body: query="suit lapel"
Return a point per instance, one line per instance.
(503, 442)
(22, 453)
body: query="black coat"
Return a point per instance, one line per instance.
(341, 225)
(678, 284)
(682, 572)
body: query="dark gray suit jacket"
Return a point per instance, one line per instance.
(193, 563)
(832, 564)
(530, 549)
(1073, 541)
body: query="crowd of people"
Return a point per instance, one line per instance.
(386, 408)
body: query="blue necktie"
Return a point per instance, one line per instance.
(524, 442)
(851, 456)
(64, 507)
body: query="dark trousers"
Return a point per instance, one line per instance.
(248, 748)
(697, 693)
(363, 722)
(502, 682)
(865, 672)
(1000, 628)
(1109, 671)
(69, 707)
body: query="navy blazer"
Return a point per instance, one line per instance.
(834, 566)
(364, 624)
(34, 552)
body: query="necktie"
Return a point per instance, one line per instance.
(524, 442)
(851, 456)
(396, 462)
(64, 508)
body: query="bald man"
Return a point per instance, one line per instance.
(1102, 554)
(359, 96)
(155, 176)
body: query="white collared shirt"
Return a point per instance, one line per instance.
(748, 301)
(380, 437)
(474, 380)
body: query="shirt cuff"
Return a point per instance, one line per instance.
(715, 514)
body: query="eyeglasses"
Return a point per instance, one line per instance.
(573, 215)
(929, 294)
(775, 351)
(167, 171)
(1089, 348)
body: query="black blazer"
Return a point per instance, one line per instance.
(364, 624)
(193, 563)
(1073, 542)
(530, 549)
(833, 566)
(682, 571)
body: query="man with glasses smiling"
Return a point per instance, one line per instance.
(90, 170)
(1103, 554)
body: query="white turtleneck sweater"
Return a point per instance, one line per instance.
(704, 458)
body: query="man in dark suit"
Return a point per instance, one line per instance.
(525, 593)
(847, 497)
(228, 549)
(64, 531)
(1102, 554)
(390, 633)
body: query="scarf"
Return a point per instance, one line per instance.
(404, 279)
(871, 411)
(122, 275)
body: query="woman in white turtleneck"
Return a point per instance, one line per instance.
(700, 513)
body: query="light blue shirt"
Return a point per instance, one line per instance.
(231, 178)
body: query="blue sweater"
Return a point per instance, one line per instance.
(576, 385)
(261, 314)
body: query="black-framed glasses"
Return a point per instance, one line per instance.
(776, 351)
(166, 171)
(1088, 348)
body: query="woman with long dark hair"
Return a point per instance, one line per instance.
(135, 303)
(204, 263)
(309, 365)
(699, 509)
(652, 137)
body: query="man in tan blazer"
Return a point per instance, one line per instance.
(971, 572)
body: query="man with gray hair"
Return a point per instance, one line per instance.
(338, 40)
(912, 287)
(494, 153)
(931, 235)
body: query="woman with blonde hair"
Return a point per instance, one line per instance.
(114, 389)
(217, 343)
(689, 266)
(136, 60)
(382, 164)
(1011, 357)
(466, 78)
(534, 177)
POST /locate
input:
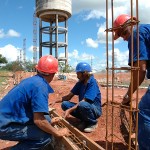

Task item -
Lines that contain "sweater" are the result; find them in the entries above and copy each one.

Solution for this problem -
body: query="white turtleneck sweater"
body: query="blue sweater"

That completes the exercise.